### GIVEN PROBLEM
Pictures stay out of your copy, but everything else in the records below must be repeated exactly.

### RECORDS FOR THIS EXERCISE

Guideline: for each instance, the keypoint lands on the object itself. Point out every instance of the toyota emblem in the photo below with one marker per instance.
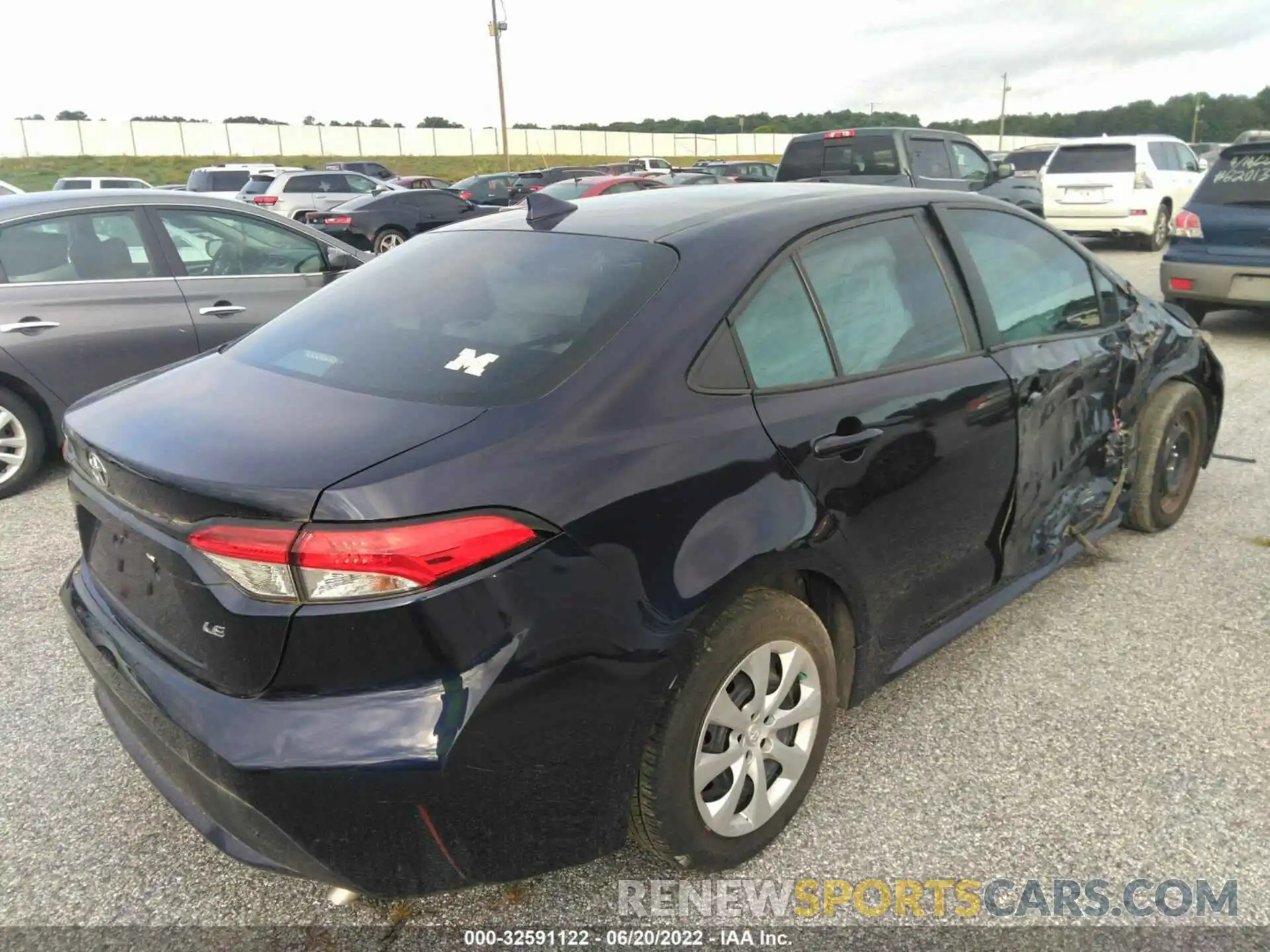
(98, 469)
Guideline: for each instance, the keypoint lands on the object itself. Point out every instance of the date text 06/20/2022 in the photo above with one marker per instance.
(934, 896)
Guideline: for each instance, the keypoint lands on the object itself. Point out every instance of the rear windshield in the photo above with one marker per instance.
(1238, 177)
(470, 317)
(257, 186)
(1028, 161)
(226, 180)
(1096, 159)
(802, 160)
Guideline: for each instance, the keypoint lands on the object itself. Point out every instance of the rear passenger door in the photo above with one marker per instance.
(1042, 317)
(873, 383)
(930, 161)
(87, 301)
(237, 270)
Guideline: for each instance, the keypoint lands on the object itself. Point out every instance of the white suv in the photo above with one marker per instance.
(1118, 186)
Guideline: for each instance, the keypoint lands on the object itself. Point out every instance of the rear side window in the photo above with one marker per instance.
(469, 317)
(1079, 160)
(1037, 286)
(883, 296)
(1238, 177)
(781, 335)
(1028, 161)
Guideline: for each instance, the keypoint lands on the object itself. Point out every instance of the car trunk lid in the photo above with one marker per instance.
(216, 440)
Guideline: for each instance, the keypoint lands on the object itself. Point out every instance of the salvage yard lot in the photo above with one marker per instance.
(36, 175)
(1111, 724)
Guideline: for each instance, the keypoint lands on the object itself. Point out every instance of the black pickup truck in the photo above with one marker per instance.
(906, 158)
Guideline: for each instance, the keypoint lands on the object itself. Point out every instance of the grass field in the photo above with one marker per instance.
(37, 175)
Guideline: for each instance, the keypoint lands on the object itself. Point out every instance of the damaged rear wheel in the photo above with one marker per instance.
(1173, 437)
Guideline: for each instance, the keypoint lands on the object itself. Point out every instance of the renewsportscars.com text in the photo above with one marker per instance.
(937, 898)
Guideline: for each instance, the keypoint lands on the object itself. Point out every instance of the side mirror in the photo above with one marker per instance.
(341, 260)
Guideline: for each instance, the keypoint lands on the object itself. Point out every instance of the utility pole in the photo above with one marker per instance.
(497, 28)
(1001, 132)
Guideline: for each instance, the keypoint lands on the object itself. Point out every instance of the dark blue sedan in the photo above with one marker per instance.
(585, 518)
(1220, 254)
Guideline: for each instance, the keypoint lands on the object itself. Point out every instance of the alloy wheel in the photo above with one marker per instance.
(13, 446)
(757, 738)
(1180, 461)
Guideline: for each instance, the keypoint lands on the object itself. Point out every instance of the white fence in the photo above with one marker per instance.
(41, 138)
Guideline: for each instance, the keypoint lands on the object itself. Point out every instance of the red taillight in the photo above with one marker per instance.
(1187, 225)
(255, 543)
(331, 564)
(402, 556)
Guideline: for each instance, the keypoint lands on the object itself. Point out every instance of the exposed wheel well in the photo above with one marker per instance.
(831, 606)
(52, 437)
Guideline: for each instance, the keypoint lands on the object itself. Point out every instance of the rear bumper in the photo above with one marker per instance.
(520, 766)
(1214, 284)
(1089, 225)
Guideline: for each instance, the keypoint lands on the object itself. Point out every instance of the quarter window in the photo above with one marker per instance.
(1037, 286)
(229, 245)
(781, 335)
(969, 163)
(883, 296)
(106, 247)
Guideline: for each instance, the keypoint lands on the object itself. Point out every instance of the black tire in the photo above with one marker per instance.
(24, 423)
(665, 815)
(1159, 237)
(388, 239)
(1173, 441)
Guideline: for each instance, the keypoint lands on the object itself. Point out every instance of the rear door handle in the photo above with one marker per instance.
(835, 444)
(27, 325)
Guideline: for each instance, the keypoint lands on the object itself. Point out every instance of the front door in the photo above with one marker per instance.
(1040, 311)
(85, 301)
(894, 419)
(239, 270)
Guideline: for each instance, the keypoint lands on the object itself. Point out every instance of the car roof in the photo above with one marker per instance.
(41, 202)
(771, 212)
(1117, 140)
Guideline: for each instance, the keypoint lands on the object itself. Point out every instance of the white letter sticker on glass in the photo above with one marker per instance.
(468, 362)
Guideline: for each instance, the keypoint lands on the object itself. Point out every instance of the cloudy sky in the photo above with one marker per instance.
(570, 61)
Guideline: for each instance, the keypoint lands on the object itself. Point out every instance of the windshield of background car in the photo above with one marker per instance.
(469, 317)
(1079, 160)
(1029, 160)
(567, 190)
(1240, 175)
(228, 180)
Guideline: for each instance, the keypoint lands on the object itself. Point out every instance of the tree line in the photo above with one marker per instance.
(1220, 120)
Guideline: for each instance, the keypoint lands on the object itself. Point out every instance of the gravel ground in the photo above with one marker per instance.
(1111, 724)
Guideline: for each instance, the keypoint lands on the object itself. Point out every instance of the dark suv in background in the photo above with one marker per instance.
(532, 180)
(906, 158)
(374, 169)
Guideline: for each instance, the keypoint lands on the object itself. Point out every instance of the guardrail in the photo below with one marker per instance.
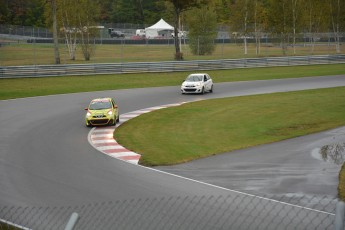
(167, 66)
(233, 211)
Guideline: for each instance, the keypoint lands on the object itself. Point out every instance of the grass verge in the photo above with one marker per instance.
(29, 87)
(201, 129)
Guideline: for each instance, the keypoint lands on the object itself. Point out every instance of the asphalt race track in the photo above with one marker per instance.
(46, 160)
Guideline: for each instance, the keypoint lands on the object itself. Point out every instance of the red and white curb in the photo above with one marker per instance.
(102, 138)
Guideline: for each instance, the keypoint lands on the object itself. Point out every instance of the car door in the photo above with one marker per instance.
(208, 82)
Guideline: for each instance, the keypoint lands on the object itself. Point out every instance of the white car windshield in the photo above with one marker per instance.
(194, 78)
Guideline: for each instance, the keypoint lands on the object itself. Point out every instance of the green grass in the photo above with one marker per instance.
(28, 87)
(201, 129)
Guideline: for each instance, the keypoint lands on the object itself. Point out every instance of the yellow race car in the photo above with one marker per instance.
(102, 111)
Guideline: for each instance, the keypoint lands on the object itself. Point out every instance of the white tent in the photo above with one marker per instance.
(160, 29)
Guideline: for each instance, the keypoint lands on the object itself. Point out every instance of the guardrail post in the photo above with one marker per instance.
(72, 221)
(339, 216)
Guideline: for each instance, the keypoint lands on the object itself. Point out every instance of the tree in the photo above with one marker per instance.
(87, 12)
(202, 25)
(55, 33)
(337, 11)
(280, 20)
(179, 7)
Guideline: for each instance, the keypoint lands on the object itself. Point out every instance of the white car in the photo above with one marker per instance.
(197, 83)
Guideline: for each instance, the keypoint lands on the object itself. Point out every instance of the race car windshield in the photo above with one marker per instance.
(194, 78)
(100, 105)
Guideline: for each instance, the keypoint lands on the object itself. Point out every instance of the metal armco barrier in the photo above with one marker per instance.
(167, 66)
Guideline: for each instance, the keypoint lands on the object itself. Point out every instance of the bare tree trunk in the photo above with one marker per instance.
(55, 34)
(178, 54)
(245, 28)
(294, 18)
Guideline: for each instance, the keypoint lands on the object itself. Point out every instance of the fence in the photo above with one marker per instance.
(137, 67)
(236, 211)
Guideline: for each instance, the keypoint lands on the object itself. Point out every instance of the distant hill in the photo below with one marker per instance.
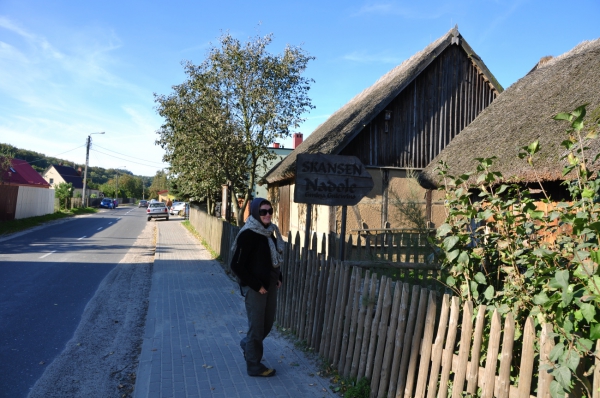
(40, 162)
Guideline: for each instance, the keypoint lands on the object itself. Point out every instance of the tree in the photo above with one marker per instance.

### ANSWER TO THIS PROBLEM
Guideline: for each instance, the keypoint lands on the object itself. Point out every instance of the toyota emblem in the photo below with one marker per instance.
(98, 469)
Guideline: for each instance, the keypoint lands on the object itself. Point out every instance of the date text 06/20/2022 in the photo above with one marker per instance.
(934, 896)
Guideline: for each instance, the keypoint lands on the object itself. Point out every instance of the rear windshield in the photo above with one marker per instance.
(1238, 177)
(470, 317)
(257, 186)
(1028, 161)
(226, 180)
(1096, 159)
(802, 160)
Guideline: for each instance, the keypoint lands on the object itself. Point out every instance of the rear passenger door in the photo above with one marker per instance.
(1042, 317)
(873, 383)
(930, 161)
(87, 301)
(237, 270)
Guideline: for each instance, the keypoint lands on the object itself. Point out every instance of the white suv in the photo above with one marker per instance.
(1118, 186)
Guideline: for each instance, the keypoint lands on the object itself. Point out every instance of the rear side window in the photo above with one marker per instance.
(469, 317)
(1079, 160)
(1037, 286)
(883, 296)
(1238, 177)
(781, 335)
(1028, 161)
Guideline: for each instance, the keypoint lands on the object itself. Point out every instance of the car trunk lid in the photo above with one marker per instance.
(216, 440)
Guideline: for each instance, the keypoint lands on the object itself. Point out every instance of the salvage yard lot in the photo above with one marker per instance.
(36, 175)
(1111, 724)
Guideline: for each instance, the keypoint lands on the object itself. Point out every instance of the black pickup truck in the photo above with one marker per instance.
(906, 158)
Guideline: for each instance, the keypoint lands on the object itself. Point out every instance of the grass field in the photo above with one marker per instance.
(37, 175)
Guideline: for each instance, the keypoint lands on the object itself. Point out every instance of the damaged rear wheel in the photo above with one marker per instance.
(1173, 437)
Guideline: for each instance, the keypoint lands on the object itself. Point out every instance of the renewsportscars.com text in the photo above with one marker per instance.
(937, 898)
Guideline: for each instance, the keypoint lands on the object itself. Point out every instance of the side mirror in the photo above with one marker per instance.
(341, 260)
Guideline: for each instance, the keypoint lands on the object itself. Point out every instance of the utility pole in the photo above with one marker per instance.
(497, 28)
(1001, 132)
Guideline: for each instance, the keypoint lands on the object itself. Point out every instance of the dark blue sedan in the photo above with one marker per instance.
(585, 518)
(1220, 254)
Guideline: for each instance, the keypoint lands on the object itself. Point out every instance of the alloy wheel in the photo above with one marker per instance.
(13, 446)
(757, 738)
(1180, 461)
Guideline: for each instance, the keypoint lands on the object itself. Point out every instance of the white fence in the photo above with one marker per instance.
(41, 138)
Guideline: for each instance, the keypoint lands on the object itself. Point out every instance of the red taillight in the photo above with one marker per instance.
(1187, 225)
(255, 543)
(331, 564)
(402, 556)
Guideline: for each instance, the keypoint lands on the object itself. Point out every instance of the exposed wheel well in the photo above with one marker per instance.
(831, 606)
(52, 437)
Guideline: for each instance, the keypoint lands on the object itself. Point out every instance of the rear bumper in the photo above with one marker per instance.
(520, 766)
(1214, 284)
(1089, 225)
Guideline: for each instance, the keypoint lands on the object itself. Point out every instance of the quarter window in the photo above with one marker per instance.
(1037, 286)
(229, 245)
(781, 335)
(969, 163)
(883, 296)
(106, 247)
Guideline: for each instance, the keypoint lands on the object itself. Point out every instance of the black tire in the photo above with one marker per instance.
(24, 423)
(665, 815)
(1159, 237)
(388, 239)
(1173, 441)
Guideline: for each instance, the keypoint lands on the object itself. Point out every instance of the rear door handle in the photo above with one marker per instance.
(835, 444)
(27, 325)
Guideline: for each instance, the keypoint lands on the object itself. Point out every instance of the front door in the photo above with one marker per instance.
(1040, 311)
(85, 301)
(894, 419)
(239, 270)
Guideline: for each instance, the keypoint lands on the object itself. Point out every instance of the car roof in the photo above with one marker per instance.
(41, 202)
(771, 212)
(1117, 140)
Guideline: for each instance, the keypoint lands on the object itself. Point out every instance of the white letter sticker on glass in the photo above with one marker per instance.
(468, 362)
Guideline: for each instance, the keypoint lands on the object itself. Point out every instance of the cloudy sky in the photo above with one marker per instance.
(570, 61)
Guideline: for each instance, the keypoint lands on the object itself. Point out every instance of the windshield of background car in the photo above with one marker per instance.
(469, 317)
(1079, 160)
(1029, 160)
(567, 190)
(1240, 175)
(228, 180)
Guideline: for each instance, the keypoint lands on the object itself. Point out every instance of the tree line in the photo above with one marker per instance.
(1220, 120)
Guideline: for each instance, the keypoint lands on the object itself. Point out every instance of the gravel ground in the photo above with one marker per instance.
(1111, 724)
Guideline: for each instance, the keypoint lands on the object itself. Point out every instance of the dark suv in background in the photo above with one marker per instance.
(532, 180)
(906, 158)
(374, 169)
Guideline: for each instance, the keypoint lands on the object itself. Point out every instance of the guardrail in the photo below with one marker per instance.
(167, 66)
(233, 211)
Guideline: for each instance, the keypoint lands on the object itself. Point out every instance of the grass verge in the photo above with one marker per instance.
(29, 87)
(201, 129)
Guideline: for each instance, the keypoint lands on the object itself. Point out every instance of the asphalt race track in the photo above with one marker per instance.
(46, 160)
Guideline: for each instance, the keypoint lands on the object itself. Point out every instance of the red and white curb in the photo above with one marker per instance.
(102, 138)
Guideline: for each instance, the keypoint lands on the object itself. Point out every instance of the car door in the photo above with one marker per instance.
(208, 82)
Guideline: for each instance, the keypoint lands on the object itself. Point out every instance of the white car windshield in the photo above with one marker per instance.
(194, 78)
Guideline: for each instance, the keypoint lands on the object itself. Point out every instance of the green grass in the photo above with one marker per instance.
(28, 87)
(201, 129)
Guideline: for each instance, the keypoint lands on the object itself. Point out every instance of the yellow race car in the photo above with one marker per instance.
(102, 111)
Guideline: for each instance, the keypoint lands on the object itself. Point out every instance of the white tent in the photo above with one marker per instance.
(160, 29)
Guideline: for each instance, the keypoint lands on the object itself. Point out every instance of the guardrail post in the photo above with one marker per instance.
(72, 221)
(339, 216)
Guideline: for each instance, the keypoint lands on the object itself. Point out every instance of the tree in the photo above with one marker per instance.
(87, 12)
(202, 25)
(55, 33)
(337, 11)
(280, 20)
(179, 7)
Guideline: for each instance, the keypoint lands on the object itself. Point out every instance of the white car in the photo above with one marker per instance.
(197, 83)
Guideline: for each instance, the keypoint lands on the object itself. Point out every instance of the race car windshield in the photo above with one marker per instance.
(194, 78)
(100, 105)
Guideline: for each instance, the keypoint lands on the object itself. Point out every instance of the metal armco barrier in the photo above with one marker per instance.
(167, 66)
Guideline: for each instance, the keypoint lands on the object itself. Point out every instance of the bare tree trunk in the photo above with one marker per instance.
(55, 34)
(178, 54)
(245, 28)
(294, 18)
Guideline: for each instance, the keypoint lands on the object itself. Point out every instance of the fence in the photo above with one marker per instance.
(137, 67)
(236, 211)
Guideline: for each instance, the keypoint lands on the object itself. Point out every instance of the distant hill in the photo below with one marker per instance.
(40, 162)
Guideline: for each instance, the keypoint lands on the object itself. Point out every instance of the tree in the photo above with one marker per instance.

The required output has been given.